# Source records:
----------

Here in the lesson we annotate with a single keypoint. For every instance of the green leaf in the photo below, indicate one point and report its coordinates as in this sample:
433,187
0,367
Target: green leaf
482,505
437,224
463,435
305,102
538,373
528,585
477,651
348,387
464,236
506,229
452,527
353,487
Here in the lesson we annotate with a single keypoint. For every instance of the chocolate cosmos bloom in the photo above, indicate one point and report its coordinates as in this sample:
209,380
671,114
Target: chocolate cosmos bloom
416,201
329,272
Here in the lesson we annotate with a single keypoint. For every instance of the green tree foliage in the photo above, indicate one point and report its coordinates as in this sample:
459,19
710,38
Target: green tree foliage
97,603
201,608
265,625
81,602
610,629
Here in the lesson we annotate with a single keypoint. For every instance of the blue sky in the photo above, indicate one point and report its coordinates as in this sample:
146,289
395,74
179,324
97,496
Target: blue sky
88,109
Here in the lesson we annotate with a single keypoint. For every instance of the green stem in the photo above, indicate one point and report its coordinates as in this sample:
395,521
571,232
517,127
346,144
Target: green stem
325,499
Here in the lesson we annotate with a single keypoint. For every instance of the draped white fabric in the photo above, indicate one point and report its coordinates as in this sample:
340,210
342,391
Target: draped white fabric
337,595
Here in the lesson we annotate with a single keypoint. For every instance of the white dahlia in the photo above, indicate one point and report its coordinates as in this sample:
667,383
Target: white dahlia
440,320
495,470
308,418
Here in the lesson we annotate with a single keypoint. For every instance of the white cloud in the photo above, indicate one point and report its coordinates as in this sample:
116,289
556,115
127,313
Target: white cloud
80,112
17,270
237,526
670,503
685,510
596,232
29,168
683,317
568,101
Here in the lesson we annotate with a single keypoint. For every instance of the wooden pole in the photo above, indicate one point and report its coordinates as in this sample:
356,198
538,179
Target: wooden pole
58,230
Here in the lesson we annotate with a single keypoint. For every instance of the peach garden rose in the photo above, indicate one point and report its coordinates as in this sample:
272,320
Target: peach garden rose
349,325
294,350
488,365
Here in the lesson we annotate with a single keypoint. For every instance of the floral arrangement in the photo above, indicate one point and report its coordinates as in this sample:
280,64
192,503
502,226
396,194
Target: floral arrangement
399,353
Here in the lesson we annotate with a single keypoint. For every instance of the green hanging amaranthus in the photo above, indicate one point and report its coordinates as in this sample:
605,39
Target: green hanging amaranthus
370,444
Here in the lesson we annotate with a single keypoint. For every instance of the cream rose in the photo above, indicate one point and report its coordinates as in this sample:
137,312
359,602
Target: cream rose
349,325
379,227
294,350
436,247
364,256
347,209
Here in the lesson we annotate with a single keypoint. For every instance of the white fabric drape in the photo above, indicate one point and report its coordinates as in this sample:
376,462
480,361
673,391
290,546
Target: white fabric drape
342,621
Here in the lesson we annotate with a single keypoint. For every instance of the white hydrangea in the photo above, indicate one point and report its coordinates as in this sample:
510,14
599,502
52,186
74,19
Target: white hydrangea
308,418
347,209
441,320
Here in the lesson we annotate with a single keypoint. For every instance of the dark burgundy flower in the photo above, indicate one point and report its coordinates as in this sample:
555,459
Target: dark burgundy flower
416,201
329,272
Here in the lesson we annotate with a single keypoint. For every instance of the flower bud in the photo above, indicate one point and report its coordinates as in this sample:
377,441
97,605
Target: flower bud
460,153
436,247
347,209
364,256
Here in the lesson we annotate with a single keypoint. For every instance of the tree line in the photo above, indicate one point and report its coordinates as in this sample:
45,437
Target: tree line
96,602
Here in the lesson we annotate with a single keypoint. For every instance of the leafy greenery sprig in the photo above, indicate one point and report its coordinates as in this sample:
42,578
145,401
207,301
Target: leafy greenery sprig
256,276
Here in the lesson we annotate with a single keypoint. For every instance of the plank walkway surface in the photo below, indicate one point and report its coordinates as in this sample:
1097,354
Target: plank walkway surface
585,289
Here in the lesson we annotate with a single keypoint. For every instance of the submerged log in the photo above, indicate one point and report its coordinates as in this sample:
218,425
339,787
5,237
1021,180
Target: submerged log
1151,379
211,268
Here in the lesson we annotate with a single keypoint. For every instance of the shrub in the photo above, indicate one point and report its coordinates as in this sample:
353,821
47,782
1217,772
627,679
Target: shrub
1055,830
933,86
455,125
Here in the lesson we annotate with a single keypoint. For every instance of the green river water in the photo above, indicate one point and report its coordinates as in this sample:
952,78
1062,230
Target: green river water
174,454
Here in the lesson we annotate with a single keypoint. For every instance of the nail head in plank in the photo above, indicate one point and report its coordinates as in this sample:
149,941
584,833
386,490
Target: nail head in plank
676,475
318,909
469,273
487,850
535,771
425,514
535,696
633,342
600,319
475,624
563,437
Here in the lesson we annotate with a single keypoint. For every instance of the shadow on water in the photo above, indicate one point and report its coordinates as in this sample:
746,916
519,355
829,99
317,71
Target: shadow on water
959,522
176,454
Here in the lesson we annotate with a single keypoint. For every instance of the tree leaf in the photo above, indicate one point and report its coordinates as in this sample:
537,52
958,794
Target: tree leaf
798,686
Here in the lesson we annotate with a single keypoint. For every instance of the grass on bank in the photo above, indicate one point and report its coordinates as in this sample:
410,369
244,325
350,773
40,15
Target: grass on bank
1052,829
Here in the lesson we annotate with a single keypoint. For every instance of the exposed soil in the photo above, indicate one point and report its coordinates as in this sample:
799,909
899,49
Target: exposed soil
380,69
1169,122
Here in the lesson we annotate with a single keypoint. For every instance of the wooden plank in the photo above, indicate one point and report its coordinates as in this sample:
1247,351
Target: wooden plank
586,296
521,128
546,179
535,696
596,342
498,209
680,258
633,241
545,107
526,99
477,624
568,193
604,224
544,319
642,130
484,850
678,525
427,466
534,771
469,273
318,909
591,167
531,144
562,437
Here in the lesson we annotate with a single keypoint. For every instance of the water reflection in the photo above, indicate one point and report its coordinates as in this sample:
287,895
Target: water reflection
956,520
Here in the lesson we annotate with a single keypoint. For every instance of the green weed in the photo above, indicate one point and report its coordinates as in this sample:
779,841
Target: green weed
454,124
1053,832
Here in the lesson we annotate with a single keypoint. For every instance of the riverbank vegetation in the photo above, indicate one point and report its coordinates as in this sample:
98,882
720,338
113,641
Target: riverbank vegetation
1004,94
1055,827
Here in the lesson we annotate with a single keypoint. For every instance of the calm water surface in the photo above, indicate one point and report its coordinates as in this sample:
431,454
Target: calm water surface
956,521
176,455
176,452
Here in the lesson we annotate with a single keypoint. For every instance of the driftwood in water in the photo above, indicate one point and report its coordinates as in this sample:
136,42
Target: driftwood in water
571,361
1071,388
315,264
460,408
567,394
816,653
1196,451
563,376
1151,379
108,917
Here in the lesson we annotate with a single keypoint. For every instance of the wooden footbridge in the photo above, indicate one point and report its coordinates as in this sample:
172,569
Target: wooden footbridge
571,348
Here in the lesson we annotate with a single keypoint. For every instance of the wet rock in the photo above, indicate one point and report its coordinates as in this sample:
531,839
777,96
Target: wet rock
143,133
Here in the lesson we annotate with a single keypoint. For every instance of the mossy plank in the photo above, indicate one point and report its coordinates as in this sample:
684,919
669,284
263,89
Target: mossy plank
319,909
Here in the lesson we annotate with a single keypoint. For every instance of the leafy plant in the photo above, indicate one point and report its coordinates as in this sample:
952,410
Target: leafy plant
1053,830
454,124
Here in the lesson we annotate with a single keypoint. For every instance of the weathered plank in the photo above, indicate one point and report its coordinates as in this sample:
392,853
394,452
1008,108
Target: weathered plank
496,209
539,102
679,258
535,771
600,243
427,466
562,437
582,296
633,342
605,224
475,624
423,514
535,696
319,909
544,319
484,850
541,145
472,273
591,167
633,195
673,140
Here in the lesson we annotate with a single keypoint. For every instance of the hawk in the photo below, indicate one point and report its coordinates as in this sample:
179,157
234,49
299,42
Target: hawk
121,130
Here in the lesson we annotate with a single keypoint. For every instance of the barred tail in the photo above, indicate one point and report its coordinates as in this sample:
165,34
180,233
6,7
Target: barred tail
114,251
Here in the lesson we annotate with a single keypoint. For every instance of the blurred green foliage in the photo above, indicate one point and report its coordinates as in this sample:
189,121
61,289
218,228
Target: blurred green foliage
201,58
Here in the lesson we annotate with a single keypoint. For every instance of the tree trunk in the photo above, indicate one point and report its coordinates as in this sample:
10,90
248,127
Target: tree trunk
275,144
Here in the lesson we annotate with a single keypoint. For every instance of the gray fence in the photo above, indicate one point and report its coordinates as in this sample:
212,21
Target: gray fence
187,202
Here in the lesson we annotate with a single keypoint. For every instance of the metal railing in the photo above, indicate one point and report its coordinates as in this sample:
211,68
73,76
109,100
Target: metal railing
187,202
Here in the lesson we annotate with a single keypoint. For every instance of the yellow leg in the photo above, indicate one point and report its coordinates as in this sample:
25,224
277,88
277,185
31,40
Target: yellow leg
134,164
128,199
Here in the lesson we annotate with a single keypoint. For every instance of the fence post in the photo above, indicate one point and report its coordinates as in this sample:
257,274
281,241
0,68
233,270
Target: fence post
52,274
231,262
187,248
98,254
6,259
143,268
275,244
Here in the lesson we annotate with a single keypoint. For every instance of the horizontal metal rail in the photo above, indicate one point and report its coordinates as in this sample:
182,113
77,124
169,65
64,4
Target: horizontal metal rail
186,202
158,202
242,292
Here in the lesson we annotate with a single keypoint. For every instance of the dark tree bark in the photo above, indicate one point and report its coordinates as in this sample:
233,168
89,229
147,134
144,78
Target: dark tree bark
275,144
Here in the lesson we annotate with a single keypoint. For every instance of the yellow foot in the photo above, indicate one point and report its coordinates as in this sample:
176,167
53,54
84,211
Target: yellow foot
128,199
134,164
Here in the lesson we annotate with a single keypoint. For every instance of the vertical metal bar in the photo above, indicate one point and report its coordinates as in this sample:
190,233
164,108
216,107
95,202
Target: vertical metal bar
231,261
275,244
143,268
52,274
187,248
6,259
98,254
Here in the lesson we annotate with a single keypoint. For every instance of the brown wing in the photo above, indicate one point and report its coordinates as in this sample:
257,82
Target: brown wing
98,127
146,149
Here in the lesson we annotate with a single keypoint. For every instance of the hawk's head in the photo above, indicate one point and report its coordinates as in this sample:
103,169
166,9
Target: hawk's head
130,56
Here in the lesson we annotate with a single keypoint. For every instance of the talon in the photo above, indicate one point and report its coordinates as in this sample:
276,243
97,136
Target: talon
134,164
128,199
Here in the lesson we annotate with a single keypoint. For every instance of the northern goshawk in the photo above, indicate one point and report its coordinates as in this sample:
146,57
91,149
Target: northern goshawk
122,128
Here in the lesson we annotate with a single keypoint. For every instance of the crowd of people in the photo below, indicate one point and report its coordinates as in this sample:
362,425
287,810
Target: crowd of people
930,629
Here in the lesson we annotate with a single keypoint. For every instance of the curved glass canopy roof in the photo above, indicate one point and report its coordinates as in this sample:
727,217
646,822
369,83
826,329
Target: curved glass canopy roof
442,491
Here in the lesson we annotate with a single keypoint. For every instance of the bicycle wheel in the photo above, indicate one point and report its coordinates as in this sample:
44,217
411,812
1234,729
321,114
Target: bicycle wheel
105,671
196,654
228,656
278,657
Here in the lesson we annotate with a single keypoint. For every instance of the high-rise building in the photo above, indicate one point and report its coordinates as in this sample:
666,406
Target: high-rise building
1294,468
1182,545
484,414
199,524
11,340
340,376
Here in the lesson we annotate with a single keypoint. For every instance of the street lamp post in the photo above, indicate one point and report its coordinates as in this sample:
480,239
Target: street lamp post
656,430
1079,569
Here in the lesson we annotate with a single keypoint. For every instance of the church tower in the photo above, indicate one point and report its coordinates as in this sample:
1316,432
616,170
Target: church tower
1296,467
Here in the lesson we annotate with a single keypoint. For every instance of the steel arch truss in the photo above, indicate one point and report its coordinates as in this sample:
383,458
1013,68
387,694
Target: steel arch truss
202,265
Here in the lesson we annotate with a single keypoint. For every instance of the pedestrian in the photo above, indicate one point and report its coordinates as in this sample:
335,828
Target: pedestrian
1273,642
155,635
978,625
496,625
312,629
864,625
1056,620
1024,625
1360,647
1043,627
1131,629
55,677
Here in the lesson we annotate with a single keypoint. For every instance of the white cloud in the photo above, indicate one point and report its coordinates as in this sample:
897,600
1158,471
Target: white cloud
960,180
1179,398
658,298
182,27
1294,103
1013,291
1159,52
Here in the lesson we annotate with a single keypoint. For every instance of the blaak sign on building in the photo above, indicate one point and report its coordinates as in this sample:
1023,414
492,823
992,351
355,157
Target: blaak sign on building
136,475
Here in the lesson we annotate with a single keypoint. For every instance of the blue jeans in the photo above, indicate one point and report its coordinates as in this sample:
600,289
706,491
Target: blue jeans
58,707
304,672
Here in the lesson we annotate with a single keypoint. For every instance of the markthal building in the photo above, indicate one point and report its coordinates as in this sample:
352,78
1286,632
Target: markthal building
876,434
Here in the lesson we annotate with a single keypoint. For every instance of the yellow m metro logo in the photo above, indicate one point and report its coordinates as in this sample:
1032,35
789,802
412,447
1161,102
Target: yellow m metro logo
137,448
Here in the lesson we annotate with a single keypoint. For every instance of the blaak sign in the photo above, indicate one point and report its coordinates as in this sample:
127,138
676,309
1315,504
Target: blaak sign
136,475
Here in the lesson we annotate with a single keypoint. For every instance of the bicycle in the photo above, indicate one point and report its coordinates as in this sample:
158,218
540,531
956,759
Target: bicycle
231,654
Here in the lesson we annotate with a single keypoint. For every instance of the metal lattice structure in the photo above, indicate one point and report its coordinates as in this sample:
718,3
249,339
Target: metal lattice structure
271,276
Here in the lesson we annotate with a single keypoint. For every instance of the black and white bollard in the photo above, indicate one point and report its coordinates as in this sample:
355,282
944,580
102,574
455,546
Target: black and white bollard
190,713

----------

# WRITTEN INSTRUCTION:
Only those lines running from the one containing "on building in" through the last line of the data above are to be copied, exactly, with both ends included.

# EXERCISE ANSWER:
Here in the lesson we annotate with a single keypoint. For every instance of the blaak sign on building in the photo above, indicate one point and report its coordinates as in this sample:
1023,414
492,823
992,351
355,157
Target: blaak sign on building
136,475
Here in the lesson we annotate with a single keypoint. For every instance of the blue jeans in the photo above, indicate one point and report its coordinates as in this sample:
600,289
706,491
Target: blue jeans
58,707
304,672
Here in the lesson we annotate with a single keypoint. For every instance of the markthal building in the photo above, indicate one point and report its coordinates as in this sample:
352,78
1286,632
Target: markthal building
876,434
Here in the lesson we annotate with a single keypoint. For every instance of the yellow m metro logo in the photo above, indicate one point and report its coordinates as in this sample:
1032,35
789,802
412,447
1161,102
Target: yellow m metro logo
137,448
Here in the lesson we annotate with a single keypoint. For every instance of the blaak sign in the photo above, indicate one point and report its coordinates as in this sample:
127,138
676,309
1315,504
Target: blaak sign
136,475
Here in the lesson we annotate with a single keypoint. For every instance of the bicycle in the photo above, indicate one point and report its coordinates as in this sample:
158,218
540,531
956,759
Target: bicycle
231,654
Here in the lesson we annotate with a single keypoint. For every instance of the metal lattice structure in the photo above, indicate one point and report its coordinates as in this sample:
718,3
249,339
Target: metal lattice structure
271,276
Here in the lesson we annotate with a single keypoint. For every instance of the black and white bollard in the photo above, indicate one point and report its coordinates as in this sample:
355,282
944,580
102,574
455,546
Target: black and white bollard
190,713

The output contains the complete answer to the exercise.